→ **WORK TASK**
Repeat the lines from the line with "positive clicks: (592, 904)" to the line with "positive clicks: (588, 812)" in the listing below, keeping both end lines and adding nothing.

*** Block opens ***

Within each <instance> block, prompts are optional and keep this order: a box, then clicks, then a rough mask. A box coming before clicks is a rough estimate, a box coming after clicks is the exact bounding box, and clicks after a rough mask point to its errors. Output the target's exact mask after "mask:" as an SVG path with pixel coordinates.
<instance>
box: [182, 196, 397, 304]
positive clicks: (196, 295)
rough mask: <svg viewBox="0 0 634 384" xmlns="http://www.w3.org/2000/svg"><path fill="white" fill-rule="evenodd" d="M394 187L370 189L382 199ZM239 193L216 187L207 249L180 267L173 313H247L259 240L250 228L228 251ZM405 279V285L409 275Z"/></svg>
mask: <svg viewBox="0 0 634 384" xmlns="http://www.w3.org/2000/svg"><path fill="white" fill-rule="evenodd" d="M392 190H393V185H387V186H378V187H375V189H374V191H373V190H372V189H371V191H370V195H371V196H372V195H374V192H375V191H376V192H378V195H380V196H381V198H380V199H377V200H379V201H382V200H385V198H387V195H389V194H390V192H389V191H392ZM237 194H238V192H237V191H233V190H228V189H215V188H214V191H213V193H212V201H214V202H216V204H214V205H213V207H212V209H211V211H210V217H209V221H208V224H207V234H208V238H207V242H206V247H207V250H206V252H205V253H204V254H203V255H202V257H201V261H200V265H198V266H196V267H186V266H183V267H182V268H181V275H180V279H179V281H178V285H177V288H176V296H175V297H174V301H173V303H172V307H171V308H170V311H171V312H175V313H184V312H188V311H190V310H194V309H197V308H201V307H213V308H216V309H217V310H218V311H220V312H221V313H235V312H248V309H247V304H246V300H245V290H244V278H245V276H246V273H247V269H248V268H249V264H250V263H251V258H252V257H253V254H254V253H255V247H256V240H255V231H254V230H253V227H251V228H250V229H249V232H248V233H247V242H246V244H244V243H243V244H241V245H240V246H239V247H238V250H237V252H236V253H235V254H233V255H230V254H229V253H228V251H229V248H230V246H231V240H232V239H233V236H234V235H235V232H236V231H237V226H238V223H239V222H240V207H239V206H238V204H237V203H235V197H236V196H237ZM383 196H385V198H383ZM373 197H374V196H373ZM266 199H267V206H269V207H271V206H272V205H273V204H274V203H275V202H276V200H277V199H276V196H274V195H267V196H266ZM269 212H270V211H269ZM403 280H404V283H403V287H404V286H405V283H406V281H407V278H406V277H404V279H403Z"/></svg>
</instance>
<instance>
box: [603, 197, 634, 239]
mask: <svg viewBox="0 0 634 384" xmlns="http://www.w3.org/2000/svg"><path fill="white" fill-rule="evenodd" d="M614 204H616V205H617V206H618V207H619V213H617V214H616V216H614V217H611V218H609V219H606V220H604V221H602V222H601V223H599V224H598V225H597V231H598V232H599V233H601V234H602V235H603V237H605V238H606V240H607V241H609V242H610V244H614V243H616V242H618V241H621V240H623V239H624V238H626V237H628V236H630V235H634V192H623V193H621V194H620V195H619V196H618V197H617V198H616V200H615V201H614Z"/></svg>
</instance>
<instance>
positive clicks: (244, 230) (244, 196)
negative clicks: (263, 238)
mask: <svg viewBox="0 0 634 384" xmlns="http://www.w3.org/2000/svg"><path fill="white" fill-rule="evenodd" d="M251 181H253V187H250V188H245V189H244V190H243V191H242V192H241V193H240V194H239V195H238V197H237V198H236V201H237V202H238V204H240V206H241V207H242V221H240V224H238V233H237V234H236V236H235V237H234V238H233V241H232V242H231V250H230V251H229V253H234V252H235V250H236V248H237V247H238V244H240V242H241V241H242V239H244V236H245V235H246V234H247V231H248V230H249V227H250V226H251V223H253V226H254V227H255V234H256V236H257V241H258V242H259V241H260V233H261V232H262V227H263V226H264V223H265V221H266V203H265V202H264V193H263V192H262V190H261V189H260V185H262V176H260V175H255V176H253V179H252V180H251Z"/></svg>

*** Block closes ***
*** Block opens ***

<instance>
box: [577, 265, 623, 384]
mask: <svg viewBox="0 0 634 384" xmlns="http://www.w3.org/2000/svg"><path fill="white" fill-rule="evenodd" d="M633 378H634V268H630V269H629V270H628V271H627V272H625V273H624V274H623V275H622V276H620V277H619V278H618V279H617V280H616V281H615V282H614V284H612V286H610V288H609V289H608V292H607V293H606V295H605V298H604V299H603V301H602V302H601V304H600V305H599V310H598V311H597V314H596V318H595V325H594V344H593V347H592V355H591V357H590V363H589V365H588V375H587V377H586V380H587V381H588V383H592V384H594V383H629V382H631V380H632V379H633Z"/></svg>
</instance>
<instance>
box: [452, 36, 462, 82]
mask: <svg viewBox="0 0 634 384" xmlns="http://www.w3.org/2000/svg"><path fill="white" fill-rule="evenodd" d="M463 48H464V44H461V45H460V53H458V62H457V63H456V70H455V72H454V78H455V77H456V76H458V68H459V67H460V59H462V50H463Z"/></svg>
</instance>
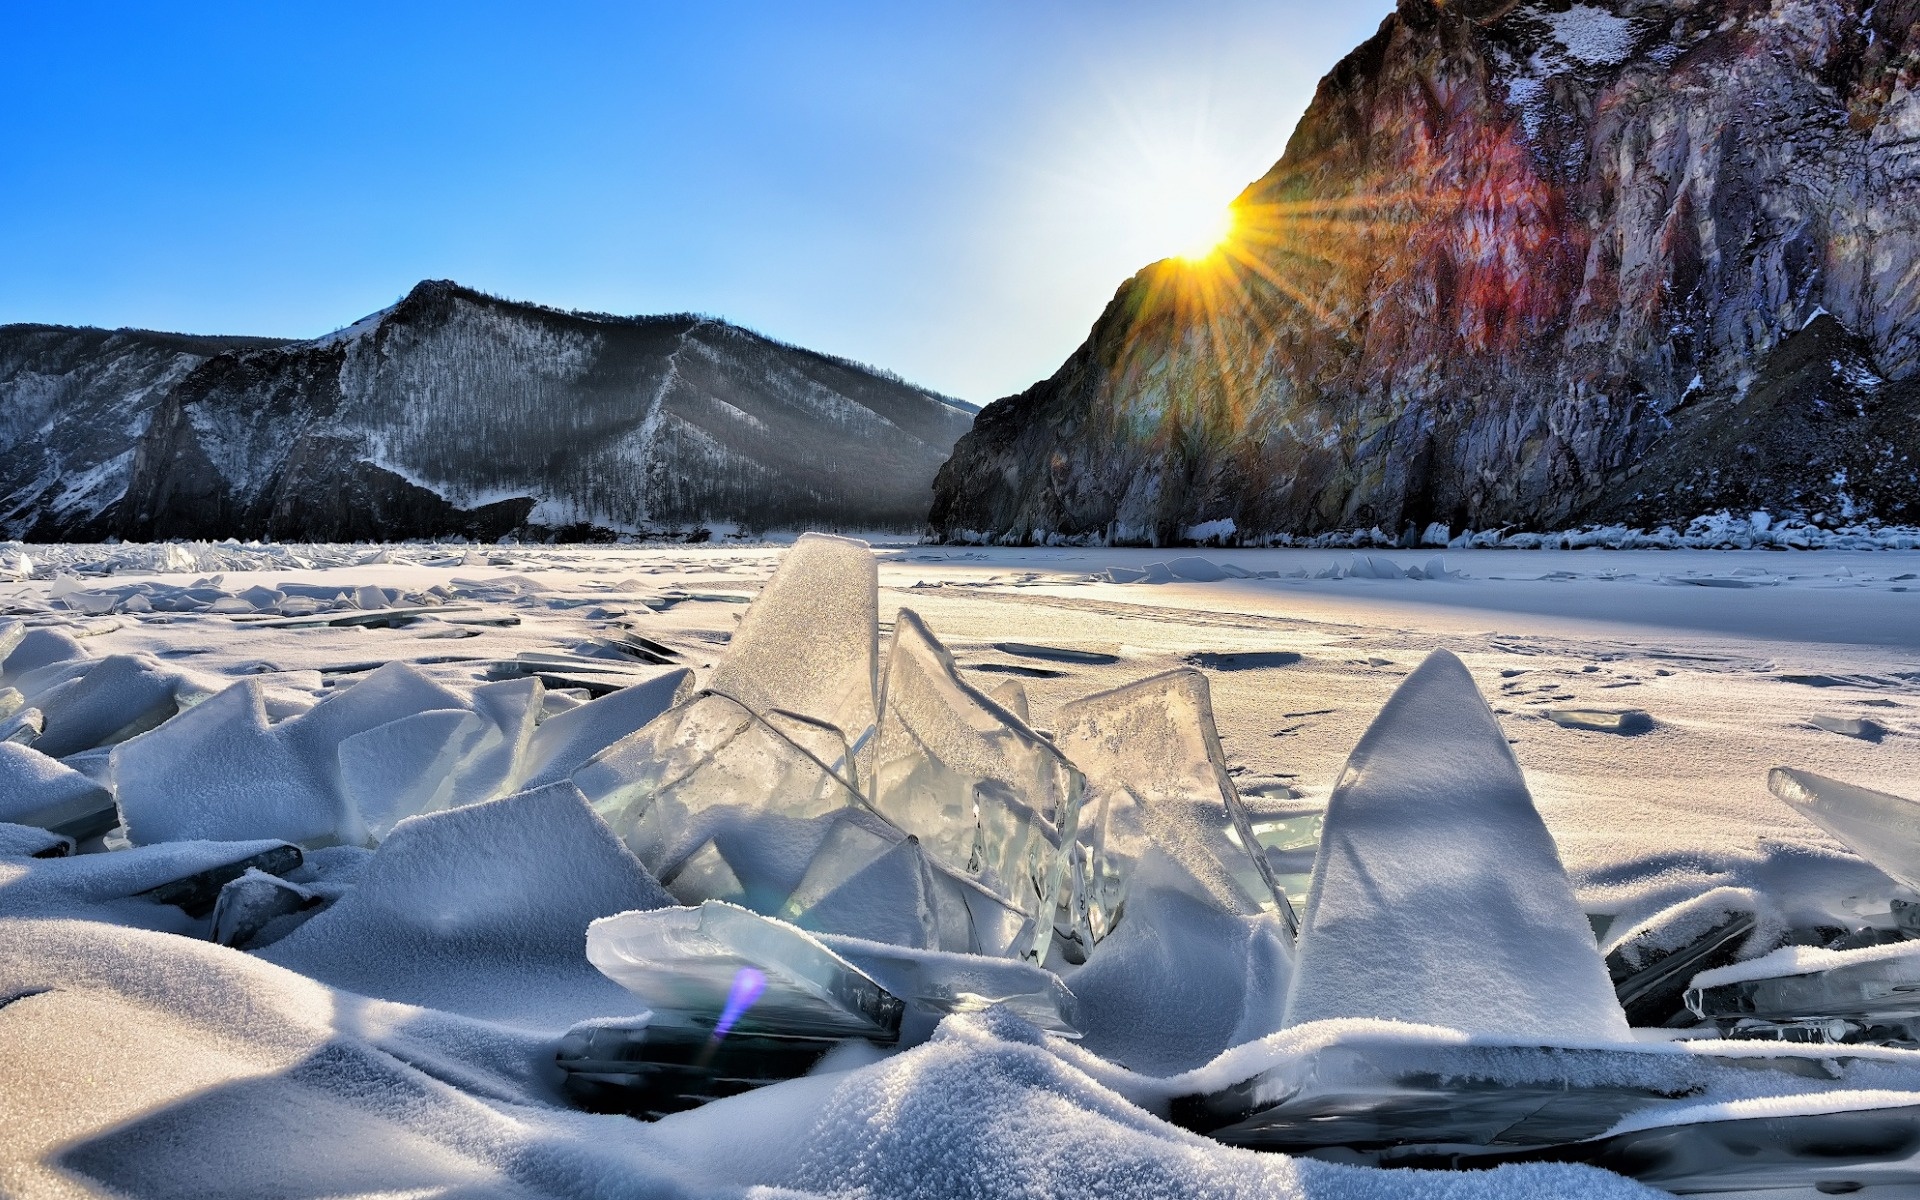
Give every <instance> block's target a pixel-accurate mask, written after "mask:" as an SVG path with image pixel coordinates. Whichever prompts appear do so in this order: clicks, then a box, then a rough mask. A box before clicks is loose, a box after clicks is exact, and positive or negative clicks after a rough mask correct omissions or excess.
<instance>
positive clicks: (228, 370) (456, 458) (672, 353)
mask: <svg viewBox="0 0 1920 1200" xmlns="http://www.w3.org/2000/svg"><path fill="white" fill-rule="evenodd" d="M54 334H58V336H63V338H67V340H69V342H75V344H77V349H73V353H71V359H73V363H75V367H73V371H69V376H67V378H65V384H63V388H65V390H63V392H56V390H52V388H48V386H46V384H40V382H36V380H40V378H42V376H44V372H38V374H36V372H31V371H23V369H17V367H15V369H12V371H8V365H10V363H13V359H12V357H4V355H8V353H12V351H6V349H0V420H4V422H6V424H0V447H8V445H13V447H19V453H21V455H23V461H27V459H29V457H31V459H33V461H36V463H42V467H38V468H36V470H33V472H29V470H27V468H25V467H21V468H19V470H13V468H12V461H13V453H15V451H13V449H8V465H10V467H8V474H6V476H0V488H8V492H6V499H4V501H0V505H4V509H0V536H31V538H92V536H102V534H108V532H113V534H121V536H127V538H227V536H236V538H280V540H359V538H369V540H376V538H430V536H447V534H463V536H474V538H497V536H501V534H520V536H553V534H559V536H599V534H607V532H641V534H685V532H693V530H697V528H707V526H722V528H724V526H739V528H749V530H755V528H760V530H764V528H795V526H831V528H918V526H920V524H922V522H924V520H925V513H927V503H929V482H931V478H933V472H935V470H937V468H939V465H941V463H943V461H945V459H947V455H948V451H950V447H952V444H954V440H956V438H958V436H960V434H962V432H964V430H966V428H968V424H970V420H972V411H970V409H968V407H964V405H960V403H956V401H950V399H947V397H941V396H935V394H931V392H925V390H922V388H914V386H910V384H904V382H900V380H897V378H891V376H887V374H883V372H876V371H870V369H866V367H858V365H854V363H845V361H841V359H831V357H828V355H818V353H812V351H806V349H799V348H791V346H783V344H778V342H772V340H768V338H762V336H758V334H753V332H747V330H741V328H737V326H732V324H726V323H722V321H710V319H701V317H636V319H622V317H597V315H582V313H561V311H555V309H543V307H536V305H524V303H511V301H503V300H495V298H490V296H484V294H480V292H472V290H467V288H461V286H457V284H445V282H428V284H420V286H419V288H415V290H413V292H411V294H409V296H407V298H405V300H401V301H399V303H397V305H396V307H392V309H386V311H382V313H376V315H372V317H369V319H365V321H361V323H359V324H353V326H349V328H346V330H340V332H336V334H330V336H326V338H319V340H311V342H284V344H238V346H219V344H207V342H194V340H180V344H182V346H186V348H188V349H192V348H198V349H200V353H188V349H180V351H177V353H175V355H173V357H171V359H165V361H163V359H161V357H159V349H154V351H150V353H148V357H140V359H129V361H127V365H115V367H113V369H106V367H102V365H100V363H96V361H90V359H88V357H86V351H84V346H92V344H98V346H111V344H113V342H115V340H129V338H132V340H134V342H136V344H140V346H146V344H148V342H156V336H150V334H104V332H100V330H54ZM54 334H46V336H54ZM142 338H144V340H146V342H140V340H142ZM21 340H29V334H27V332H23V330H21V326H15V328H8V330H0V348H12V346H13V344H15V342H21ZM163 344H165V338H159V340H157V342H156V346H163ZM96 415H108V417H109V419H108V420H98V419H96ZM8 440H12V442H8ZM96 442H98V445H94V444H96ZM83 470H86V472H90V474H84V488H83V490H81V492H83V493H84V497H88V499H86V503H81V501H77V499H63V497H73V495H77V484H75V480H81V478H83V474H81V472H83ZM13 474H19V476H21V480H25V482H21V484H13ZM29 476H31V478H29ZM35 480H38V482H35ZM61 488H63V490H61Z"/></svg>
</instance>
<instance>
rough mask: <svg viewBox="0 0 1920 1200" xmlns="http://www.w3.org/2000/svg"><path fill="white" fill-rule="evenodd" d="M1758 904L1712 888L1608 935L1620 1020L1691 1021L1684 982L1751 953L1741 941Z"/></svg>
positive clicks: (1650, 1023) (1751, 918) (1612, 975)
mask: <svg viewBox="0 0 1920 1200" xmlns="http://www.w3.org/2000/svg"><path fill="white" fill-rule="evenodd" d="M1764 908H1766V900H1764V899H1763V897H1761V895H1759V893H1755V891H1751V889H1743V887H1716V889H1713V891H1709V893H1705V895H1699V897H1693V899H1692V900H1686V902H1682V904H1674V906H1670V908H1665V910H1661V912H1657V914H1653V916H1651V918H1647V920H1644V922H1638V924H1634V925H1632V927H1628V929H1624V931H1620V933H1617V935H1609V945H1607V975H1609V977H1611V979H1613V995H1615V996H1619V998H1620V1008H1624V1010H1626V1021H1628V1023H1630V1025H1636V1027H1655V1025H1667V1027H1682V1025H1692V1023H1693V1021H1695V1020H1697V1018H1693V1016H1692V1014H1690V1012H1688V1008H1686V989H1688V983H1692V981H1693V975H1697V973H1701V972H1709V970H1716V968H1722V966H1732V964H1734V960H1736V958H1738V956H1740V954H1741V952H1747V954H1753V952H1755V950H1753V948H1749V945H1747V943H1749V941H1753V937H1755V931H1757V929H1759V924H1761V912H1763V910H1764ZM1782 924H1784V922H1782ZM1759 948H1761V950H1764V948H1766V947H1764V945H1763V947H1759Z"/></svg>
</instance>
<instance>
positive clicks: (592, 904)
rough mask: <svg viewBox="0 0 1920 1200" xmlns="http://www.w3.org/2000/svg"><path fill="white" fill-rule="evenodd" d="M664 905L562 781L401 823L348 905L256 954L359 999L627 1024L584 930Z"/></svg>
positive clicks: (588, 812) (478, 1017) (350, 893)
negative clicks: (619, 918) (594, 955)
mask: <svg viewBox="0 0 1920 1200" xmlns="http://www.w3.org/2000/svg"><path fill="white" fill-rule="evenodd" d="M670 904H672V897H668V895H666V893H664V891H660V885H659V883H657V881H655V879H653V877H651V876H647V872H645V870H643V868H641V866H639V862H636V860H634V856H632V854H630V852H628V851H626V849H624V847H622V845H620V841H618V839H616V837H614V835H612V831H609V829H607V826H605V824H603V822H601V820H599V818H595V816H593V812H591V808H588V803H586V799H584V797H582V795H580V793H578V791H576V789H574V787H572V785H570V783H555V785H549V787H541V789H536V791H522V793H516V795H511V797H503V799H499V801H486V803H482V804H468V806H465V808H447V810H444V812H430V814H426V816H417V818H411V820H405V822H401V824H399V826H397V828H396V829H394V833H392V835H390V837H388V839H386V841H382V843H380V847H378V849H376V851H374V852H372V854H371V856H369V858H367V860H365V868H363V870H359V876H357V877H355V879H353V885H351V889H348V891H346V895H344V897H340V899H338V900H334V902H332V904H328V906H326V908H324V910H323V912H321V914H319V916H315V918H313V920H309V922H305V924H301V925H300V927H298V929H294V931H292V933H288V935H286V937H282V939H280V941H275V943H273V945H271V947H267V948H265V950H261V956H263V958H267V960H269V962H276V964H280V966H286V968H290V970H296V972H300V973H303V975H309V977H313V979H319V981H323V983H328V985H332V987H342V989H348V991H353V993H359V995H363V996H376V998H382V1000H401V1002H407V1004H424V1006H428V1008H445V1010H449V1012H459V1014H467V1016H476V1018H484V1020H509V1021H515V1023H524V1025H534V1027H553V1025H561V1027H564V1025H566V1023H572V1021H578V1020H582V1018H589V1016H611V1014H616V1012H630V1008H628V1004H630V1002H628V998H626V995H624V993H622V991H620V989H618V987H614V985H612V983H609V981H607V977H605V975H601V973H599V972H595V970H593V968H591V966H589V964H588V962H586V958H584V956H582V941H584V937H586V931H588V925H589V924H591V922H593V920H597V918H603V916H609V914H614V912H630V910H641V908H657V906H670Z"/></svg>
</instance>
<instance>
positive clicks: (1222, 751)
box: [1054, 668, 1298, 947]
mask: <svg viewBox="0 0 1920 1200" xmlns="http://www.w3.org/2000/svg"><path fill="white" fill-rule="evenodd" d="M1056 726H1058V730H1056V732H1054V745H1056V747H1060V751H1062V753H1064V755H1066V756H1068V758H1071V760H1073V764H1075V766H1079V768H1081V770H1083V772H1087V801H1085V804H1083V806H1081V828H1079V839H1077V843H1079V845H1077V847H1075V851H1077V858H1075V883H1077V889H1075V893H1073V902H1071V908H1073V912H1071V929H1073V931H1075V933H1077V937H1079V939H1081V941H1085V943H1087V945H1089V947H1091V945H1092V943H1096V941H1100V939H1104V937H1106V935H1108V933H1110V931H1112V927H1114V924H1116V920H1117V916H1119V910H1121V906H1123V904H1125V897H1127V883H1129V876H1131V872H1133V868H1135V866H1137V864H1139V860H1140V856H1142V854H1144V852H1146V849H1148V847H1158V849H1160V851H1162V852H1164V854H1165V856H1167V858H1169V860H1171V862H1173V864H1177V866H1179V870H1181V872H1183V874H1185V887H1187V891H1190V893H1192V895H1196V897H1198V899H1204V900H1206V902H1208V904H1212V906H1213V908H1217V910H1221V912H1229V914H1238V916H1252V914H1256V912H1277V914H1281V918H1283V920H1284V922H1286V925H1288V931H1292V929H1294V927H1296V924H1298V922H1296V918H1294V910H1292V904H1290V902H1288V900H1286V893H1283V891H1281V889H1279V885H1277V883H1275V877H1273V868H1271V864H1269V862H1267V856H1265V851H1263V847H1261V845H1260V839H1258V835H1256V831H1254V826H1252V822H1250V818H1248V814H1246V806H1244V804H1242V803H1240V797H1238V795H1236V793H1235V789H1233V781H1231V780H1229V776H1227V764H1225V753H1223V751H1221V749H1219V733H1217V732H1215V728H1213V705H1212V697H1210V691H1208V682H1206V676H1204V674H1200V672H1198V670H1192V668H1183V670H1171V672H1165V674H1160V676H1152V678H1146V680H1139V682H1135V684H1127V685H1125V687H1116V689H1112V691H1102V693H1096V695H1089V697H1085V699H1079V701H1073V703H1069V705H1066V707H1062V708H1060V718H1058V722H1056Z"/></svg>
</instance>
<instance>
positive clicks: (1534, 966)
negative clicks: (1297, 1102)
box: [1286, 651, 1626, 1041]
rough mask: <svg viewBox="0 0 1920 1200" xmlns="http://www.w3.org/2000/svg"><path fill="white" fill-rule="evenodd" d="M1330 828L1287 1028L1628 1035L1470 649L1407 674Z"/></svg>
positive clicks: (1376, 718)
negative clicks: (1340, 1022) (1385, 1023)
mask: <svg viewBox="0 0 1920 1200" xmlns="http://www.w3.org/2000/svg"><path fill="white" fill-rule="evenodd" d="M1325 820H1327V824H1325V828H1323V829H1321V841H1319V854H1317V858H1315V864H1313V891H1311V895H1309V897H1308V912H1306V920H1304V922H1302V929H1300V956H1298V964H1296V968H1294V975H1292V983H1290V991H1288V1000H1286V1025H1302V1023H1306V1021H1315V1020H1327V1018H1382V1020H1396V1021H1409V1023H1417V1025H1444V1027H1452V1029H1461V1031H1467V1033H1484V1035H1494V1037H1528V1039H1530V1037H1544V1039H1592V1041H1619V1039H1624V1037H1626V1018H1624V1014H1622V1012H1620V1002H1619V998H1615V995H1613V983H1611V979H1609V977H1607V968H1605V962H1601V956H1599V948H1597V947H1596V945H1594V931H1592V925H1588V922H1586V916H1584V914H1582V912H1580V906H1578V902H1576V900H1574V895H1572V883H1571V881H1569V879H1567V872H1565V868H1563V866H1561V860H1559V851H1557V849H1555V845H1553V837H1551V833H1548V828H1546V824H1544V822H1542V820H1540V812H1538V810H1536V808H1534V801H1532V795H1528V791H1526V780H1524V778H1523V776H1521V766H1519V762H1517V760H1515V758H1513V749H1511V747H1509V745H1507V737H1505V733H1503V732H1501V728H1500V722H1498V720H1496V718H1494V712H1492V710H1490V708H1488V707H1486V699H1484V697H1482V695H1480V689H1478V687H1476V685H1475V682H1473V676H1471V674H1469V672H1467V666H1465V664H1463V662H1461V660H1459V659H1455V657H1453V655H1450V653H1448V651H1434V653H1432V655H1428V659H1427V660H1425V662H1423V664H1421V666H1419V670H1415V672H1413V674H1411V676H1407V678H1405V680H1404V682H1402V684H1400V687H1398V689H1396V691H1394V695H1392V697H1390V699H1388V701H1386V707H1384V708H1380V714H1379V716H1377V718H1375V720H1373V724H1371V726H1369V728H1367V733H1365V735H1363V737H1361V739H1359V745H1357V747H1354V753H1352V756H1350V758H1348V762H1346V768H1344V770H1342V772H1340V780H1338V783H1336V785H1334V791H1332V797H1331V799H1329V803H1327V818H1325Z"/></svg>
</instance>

*** Block closes ***

→ **ANSWER SPACE**
positive clicks: (592, 904)
rough mask: <svg viewBox="0 0 1920 1200" xmlns="http://www.w3.org/2000/svg"><path fill="white" fill-rule="evenodd" d="M664 905L562 781L401 823L348 905L256 954L359 999L627 1024L584 930Z"/></svg>
positive clicks: (588, 812) (478, 1017) (350, 893)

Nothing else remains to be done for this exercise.